**EXERCISE REQUIREMENTS:** Reproduce every line of the listing as written, apart from the pictures.

**EXTRACTED INFORMATION:**

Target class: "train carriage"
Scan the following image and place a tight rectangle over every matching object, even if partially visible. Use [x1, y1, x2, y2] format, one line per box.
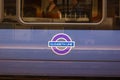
[0, 0, 120, 77]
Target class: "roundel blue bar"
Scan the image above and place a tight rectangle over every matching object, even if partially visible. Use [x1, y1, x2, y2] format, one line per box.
[48, 33, 75, 55]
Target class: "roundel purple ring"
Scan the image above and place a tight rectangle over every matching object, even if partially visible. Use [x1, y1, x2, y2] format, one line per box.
[48, 33, 75, 55]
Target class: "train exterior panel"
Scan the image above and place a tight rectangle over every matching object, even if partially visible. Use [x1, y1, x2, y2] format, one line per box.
[0, 0, 120, 77]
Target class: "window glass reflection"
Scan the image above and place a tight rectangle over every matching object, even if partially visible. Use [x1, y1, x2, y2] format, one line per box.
[20, 0, 102, 23]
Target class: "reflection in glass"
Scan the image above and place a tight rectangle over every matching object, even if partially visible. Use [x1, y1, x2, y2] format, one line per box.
[20, 0, 103, 23]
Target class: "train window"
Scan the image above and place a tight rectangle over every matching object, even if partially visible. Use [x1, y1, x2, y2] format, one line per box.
[18, 0, 104, 24]
[0, 0, 3, 21]
[4, 0, 16, 22]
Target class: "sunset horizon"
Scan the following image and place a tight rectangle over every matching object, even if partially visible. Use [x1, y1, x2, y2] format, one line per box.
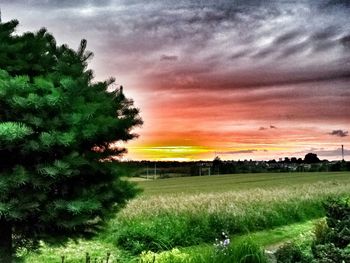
[0, 0, 350, 161]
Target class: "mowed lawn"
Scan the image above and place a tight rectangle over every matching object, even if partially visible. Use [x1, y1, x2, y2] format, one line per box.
[137, 172, 350, 195]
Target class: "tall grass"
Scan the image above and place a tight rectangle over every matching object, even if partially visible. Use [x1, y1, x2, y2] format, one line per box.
[111, 182, 350, 254]
[139, 239, 267, 263]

**EXERCISE RESULT:**
Target class: "train carriage"
Scan the following image and place a tight rectangle over every matching object, even if partially visible. Use [x1, y1, x2, y2] format, one line per box.
[0, 0, 120, 77]
Target class: "roundel blue bar"
Scan the image above and place a tight rectangle over every matching object, even if partially visible. Use [x1, y1, x2, y2] format, one line per box.
[48, 33, 75, 55]
Target class: "roundel purple ring"
Scan the image above and place a tight rectangle over every matching object, even if partially visible. Use [x1, y1, x2, y2] format, one line per box.
[48, 33, 75, 55]
Target class: "train exterior panel"
Scan the image above and place a tight rectangle over every matching object, even if partially visible. Use [x1, y1, x2, y2] format, one line per box.
[0, 0, 120, 77]
Target class: "window glass reflection"
Scan the image above and place a tight rectangle over every matching object, even if partially visible. Use [x1, y1, x2, y2] format, one line per box.
[20, 0, 102, 23]
Target class: "reflection in glass"
Scan the image above and place a tight rectangle over every matching object, even if partially visible. Use [x1, y1, x2, y2] format, one line per box.
[20, 0, 103, 23]
Target class: "train window"
Scan the image above and place a tight rectangle over every matching object, even if partially visible. Use [x1, y1, x2, y2] format, one line per box.
[18, 0, 104, 24]
[0, 0, 3, 21]
[4, 0, 16, 22]
Target class: "sunset horizon"
Scan the following image and place a tight rectangle over every matching object, even if partially visible. Use [x1, y1, x2, y2] format, one line per box.
[0, 0, 350, 161]
Target class: "mowed lawn"
Scan the image above and place a tight rectangle over every matching object, even if partially visible. Use [x1, y1, x2, y2] format, one line per box.
[137, 172, 350, 195]
Target class: "tall grass"
Scan the image above and place a tight rectangle over every matching object, even if partially visible. Use [x1, y1, x2, y2] format, one line per box.
[111, 182, 350, 254]
[139, 239, 267, 263]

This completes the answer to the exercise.